◆ **TASK DIRECTIONS**: Write out every line of the material that follows, unchanged.

=-=-=

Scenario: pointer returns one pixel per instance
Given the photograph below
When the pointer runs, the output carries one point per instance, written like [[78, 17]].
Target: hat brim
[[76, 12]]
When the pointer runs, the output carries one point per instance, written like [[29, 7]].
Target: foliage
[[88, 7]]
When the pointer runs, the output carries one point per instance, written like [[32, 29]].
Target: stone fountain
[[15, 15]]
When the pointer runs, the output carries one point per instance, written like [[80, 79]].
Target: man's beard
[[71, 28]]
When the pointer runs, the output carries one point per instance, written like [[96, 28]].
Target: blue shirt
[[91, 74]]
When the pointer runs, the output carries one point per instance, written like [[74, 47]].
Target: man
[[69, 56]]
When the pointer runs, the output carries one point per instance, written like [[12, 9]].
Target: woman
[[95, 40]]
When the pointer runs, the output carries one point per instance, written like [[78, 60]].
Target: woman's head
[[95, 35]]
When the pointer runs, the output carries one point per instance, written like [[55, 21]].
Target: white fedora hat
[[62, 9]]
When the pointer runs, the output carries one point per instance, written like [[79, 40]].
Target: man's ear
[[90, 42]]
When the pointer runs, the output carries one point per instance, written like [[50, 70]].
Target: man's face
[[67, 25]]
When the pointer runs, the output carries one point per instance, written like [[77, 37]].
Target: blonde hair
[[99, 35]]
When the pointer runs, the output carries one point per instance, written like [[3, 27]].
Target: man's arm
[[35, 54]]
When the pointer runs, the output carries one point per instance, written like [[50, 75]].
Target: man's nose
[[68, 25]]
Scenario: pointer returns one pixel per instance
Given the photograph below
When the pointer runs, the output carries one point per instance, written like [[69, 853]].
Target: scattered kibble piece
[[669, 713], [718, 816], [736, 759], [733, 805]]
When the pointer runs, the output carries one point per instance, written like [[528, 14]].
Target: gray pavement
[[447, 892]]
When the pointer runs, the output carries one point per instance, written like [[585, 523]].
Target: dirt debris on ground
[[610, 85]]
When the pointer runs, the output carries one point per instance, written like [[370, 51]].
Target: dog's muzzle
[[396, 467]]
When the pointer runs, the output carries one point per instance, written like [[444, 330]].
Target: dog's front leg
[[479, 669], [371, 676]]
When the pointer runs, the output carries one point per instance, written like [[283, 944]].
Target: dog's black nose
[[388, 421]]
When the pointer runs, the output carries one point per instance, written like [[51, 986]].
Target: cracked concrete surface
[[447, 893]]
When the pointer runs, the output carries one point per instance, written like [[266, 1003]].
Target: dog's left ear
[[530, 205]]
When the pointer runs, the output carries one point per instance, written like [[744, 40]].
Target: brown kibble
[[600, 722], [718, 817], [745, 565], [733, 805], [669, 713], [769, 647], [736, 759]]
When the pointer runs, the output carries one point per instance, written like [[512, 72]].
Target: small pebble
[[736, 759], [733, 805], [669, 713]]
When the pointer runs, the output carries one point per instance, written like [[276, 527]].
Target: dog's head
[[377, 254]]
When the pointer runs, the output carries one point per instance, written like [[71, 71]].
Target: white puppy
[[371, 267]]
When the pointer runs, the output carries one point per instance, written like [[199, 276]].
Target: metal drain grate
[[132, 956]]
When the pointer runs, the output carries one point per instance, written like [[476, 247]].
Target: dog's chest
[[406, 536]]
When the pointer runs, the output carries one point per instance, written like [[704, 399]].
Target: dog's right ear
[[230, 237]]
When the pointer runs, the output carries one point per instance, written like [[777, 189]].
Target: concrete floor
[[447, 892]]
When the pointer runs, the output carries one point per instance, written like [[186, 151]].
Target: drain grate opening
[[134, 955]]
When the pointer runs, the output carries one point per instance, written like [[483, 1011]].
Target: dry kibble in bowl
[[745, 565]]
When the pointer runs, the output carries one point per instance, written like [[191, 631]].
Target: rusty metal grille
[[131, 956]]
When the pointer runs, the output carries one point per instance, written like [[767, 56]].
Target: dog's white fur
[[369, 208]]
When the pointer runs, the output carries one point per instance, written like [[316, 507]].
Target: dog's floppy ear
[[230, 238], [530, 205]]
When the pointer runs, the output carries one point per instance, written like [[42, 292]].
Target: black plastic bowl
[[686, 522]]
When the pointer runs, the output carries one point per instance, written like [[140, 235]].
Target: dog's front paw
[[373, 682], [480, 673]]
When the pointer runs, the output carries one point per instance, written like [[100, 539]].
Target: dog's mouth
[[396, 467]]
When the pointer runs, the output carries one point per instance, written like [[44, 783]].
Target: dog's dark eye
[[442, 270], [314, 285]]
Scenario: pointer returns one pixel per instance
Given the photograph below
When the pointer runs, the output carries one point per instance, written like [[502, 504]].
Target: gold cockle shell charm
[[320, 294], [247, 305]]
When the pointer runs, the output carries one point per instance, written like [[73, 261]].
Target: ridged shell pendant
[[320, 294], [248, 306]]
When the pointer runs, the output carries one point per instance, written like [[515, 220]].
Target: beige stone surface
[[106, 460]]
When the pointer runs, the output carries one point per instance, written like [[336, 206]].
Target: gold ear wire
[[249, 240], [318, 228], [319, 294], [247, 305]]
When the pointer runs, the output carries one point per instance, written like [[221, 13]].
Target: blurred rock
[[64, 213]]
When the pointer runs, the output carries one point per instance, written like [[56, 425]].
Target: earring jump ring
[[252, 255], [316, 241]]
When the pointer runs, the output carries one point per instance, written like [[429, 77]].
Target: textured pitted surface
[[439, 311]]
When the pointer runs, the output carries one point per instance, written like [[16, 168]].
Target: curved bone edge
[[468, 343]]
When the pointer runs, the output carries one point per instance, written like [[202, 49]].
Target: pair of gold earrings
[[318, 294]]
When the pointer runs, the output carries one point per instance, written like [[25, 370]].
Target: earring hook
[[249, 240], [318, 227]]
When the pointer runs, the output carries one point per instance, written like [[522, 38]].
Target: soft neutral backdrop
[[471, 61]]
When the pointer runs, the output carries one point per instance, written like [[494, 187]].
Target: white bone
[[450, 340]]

=-=-=

◆ **FULL RESPONSE**:
Scenario: pointer returns one pixel per instance
Given the photograph below
When the pointer runs, the output carries one point per instance, written like [[78, 17]].
Target: hat brim
[[76, 12]]
When the pointer runs, the output carries one point per instance, written like [[29, 7]].
Target: foliage
[[88, 7]]
When the pointer runs, the output carries one point per instance, written like [[32, 29]].
Target: stone fountain
[[15, 15]]
When the pointer runs, the output carries one point per instance, written like [[80, 79]].
Target: man's beard
[[71, 28]]
When the pointer runs, the output carries one point per instance, written like [[96, 28]].
Target: blue shirt
[[91, 74]]
When the pointer runs, the output carries one point per instance, written like [[74, 47]].
Target: man
[[69, 56]]
When the pointer runs, the output carries one point per instance, written like [[12, 9]].
Target: woman
[[95, 40]]
When the pointer runs, the output carries one point per instance, written like [[78, 60]].
Target: woman's head
[[95, 35]]
When the pointer runs, the output carries one point per instance, written like [[55, 21]].
Target: white fedora hat
[[62, 9]]
When the pointer runs, the output carries one point per instance, written like [[79, 40]].
Target: man's ear
[[90, 42]]
When the pointer runs, the output carries one point per instance, written like [[50, 70]].
Target: man's face
[[67, 25]]
When the pointer runs, the output carries one point per instance, written like [[77, 37]].
Target: blonde hair
[[99, 35]]
When the pointer runs, the output carries one point per instance, written like [[3, 27]].
Target: man's arm
[[35, 54]]
When the pointer runs, the output carries one point per instance, written like [[50, 75]].
Target: man's nose
[[68, 25]]
Scenario: pointer returns one pixel per instance
Given the photograph below
When the pointer runs, the output carries one point per instance, written like [[69, 853]].
Target: scattered kibble piece
[[669, 713], [718, 816], [736, 759], [733, 805]]
When the pointer runs, the output carries one point per instance, written like [[528, 14]].
Target: gray pavement
[[447, 892]]
When the pointer runs, the output carries one point per instance, written like [[585, 523]].
Target: dirt debris on ground
[[610, 85]]
When the pointer runs, the output carries one point per instance, written like [[370, 51]].
Target: dog's muzzle
[[396, 467]]
When the pointer runs, the output carries one point per instance, written like [[444, 330]].
Target: dog's front leg
[[479, 669], [371, 676]]
When the pointer runs, the output carries one point per instance, written like [[283, 944]].
Target: dog's black nose
[[388, 421]]
When the pointer runs, the output carries one point per instance, written like [[51, 986]].
Target: cracked concrete surface
[[447, 893]]
When the pointer runs, the output carries one point per instance, written like [[266, 1003]].
Target: dog's left ear
[[530, 205]]
When the pointer runs, the output carries one point per instance, written like [[744, 40]].
Target: brown kibble
[[600, 722], [718, 817], [745, 565], [733, 805], [669, 713], [769, 647], [736, 759]]
When the pointer runs, the output carries one point per instance, written like [[512, 72]].
Target: small pebble
[[736, 759], [733, 805], [669, 713]]
When the pointer runs, the output carries one point per instance, written like [[276, 527]].
Target: dog's head
[[377, 254]]
When the pointer runs, the output carries one point per instance, written like [[71, 71]].
Target: white puppy
[[371, 267]]
When the pointer runs, the output carries one point per instance, written like [[199, 276]].
Target: metal drain grate
[[132, 956]]
When the pointer runs, the output carries one point per instance, written like [[476, 247]].
Target: dog's chest
[[406, 536]]
When the pointer runs, the output carries one point per instance, written like [[704, 399]].
Target: dog's right ear
[[230, 237]]
When the pointer runs, the output carries one point per instance, written like [[777, 189]].
Target: concrete floor
[[447, 892]]
When the pointer runs, the output carries one point per instance, written like [[186, 151]].
Target: drain grate opening
[[134, 955]]
When the pointer runs, the output carries one point per instance, written like [[483, 1011]].
Target: dry kibble in bowl
[[745, 565]]
When the pointer runs, the output carries one point per instance, written like [[191, 631]].
Target: rusty metal grille
[[131, 956]]
When the pointer runs, the output carries one point per instance, written like [[767, 56]].
Target: dog's white fur
[[369, 208]]
When the pointer runs, the output carries one point per instance, written like [[316, 507]].
Target: dog's floppy ear
[[230, 238], [530, 205]]
When the pointer runs, the output carries one point per instance, written like [[42, 292]].
Target: black plastic bowl
[[686, 522]]
When the pointer runs, the output carries one point per instance, written like [[140, 235]].
Target: dog's front paw
[[373, 682], [480, 673]]
When the pointer runs, the output carries one point per instance, written like [[100, 539]].
Target: dog's mouth
[[396, 467]]
When the pointer runs, the output carries one point per instance, written like [[44, 783]].
Target: dog's dark eye
[[442, 270], [314, 285]]
Scenario: pointer returns one pixel per instance
Given the photograph below
When the pointer runs, the output carries one point per instance, written like [[502, 504]].
Target: gold cockle shell charm
[[320, 294], [247, 305]]
When the pointer runs, the output carries one point per instance, written like [[73, 261]].
Target: ridged shell pendant
[[320, 294], [248, 306]]
When the pointer runs, the output carries one point per instance, written like [[515, 220]].
Target: beige stone surface
[[106, 460]]
When the pointer runs, the output carries one point per instance, written like [[336, 206]].
Target: gold ear wire
[[249, 240], [318, 228], [319, 294], [247, 305]]
When the pointer runs, the output carries one point per instance, written like [[221, 13]].
Target: blurred rock
[[64, 213]]
When the pointer runs, the output carries one point per instance, written like [[56, 425]].
Target: earring jump ring
[[252, 255], [316, 241]]
When the pointer runs, the output carries one point per instance, written like [[429, 77]].
Target: textured pitted surface
[[439, 311]]
When the pointer runs, the output carries one point per instance, written like [[16, 168]].
Target: curved bone edge
[[468, 343]]
When the pointer runs, the output carries one point per instance, written like [[202, 49]].
Target: pair of gold earrings
[[318, 294]]
When the pointer runs, the output carries one point per instance, written like [[25, 370]].
Target: earring hook
[[249, 240], [318, 227]]
When the pointer runs, the output carries one point per instance, written like [[522, 38]].
Target: soft neutral backdrop
[[471, 61]]
When the pointer runs, the output carries one point per instance, written like [[494, 187]].
Target: white bone
[[450, 340]]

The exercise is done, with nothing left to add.